Problem details
Locate every line in the items that contains the word "positive" and copy each such line in full.

The data Start Marker

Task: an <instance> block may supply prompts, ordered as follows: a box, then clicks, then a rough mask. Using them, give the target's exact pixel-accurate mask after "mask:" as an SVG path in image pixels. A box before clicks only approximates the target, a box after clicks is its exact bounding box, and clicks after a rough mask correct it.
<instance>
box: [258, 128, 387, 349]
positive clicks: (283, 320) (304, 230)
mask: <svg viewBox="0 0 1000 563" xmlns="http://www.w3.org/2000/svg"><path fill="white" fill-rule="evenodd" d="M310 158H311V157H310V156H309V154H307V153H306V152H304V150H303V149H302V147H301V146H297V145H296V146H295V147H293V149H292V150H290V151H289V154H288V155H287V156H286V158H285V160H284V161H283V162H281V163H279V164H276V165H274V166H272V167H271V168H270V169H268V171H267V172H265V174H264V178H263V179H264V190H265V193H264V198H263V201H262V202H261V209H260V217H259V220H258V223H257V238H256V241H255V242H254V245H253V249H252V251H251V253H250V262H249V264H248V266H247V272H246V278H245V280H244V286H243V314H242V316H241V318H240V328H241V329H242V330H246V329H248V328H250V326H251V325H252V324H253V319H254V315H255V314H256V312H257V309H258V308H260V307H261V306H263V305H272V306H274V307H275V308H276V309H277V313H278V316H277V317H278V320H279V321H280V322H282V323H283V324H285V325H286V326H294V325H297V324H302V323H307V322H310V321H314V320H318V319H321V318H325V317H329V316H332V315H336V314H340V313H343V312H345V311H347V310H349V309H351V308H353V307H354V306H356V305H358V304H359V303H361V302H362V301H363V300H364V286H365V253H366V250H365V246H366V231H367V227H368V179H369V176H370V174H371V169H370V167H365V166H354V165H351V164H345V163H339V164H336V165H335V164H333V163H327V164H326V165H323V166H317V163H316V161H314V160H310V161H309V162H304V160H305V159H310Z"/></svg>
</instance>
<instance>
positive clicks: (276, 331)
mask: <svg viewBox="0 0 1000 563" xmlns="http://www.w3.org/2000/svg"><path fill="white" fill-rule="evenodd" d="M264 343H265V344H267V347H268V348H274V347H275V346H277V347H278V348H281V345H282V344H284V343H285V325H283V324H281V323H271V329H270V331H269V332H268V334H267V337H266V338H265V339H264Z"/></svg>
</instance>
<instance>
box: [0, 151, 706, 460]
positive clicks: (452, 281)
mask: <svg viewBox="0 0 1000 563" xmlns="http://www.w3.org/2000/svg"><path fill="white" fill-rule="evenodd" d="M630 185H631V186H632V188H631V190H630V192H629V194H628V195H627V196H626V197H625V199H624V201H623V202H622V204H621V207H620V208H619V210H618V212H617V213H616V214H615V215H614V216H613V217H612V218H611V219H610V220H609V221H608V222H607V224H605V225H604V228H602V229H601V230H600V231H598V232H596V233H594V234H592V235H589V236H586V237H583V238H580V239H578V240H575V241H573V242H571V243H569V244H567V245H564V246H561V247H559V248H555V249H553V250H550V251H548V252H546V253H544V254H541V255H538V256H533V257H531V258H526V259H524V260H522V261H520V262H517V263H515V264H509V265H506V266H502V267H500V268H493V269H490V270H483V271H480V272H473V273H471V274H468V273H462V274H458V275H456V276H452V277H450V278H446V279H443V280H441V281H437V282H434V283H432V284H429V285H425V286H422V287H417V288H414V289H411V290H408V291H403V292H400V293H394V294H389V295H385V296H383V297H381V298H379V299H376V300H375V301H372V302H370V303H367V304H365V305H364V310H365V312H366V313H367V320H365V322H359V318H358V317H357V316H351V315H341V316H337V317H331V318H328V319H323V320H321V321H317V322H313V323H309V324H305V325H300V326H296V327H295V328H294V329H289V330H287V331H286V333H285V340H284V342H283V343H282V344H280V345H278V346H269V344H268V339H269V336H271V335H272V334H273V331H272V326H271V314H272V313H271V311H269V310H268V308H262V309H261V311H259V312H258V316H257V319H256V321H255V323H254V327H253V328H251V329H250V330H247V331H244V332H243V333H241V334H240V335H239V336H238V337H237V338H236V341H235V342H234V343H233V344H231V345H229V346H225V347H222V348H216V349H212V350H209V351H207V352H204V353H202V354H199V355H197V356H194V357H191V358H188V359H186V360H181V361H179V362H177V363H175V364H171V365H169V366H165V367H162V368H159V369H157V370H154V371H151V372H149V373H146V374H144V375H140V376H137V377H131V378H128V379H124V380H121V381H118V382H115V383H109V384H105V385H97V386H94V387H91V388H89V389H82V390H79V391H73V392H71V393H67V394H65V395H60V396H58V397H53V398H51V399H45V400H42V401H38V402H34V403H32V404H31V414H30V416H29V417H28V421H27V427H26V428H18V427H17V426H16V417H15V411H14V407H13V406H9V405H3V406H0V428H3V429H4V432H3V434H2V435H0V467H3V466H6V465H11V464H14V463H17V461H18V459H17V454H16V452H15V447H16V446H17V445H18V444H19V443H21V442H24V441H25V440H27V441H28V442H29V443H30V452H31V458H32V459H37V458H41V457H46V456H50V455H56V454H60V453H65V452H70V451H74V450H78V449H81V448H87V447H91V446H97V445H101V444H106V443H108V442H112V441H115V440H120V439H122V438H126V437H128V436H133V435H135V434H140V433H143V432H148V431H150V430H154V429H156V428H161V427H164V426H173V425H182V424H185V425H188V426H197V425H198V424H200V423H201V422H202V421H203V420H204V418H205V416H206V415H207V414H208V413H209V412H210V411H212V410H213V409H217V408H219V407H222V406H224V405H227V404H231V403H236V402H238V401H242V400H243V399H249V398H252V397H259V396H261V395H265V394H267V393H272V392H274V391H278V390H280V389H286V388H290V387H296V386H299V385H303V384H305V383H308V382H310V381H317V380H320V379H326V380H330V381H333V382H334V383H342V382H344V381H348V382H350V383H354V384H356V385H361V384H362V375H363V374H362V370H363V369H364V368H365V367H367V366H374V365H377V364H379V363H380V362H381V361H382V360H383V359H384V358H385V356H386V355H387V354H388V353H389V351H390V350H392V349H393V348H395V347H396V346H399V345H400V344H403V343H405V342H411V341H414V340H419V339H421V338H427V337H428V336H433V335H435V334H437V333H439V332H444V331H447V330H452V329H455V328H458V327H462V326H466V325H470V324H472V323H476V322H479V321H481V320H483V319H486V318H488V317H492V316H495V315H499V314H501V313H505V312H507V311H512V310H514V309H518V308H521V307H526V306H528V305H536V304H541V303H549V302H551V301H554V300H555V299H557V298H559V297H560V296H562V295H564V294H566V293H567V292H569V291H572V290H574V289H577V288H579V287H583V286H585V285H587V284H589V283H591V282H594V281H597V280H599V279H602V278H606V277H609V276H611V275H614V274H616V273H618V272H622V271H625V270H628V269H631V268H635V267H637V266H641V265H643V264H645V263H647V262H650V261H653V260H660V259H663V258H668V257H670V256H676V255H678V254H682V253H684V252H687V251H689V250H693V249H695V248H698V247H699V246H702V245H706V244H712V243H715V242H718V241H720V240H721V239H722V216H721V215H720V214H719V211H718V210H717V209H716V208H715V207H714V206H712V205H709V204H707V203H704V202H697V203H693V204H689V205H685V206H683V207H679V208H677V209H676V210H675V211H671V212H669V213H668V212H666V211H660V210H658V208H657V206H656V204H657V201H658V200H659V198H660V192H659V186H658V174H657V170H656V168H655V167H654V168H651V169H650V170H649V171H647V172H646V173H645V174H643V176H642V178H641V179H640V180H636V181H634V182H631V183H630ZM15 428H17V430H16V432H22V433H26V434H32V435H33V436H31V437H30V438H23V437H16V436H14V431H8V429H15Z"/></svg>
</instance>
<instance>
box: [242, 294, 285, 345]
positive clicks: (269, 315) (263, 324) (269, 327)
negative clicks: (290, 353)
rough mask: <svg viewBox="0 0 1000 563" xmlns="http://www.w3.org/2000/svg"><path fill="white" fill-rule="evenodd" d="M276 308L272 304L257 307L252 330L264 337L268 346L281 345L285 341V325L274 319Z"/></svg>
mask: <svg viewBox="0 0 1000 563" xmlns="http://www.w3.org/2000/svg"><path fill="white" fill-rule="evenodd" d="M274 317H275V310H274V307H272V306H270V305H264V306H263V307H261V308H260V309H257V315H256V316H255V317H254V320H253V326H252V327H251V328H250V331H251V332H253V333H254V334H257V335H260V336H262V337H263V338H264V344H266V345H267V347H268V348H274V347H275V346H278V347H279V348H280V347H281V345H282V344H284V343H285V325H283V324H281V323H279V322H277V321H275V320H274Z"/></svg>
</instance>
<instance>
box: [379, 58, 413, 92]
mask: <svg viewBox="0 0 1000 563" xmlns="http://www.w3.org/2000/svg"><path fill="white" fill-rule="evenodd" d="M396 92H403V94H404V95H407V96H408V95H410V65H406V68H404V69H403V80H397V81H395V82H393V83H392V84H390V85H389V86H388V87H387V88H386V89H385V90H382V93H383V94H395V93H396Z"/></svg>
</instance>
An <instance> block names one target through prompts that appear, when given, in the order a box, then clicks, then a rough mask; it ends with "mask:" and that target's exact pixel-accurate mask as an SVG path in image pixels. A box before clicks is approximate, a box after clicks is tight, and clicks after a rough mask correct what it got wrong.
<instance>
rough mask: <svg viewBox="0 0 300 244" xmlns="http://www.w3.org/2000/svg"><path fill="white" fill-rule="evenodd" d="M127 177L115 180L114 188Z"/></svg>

The data End Marker

Response to the task
positive clicks: (283, 320) (304, 230)
positive clicks: (276, 331)
positive clicks: (452, 281)
positive clicks: (269, 315) (263, 324) (269, 327)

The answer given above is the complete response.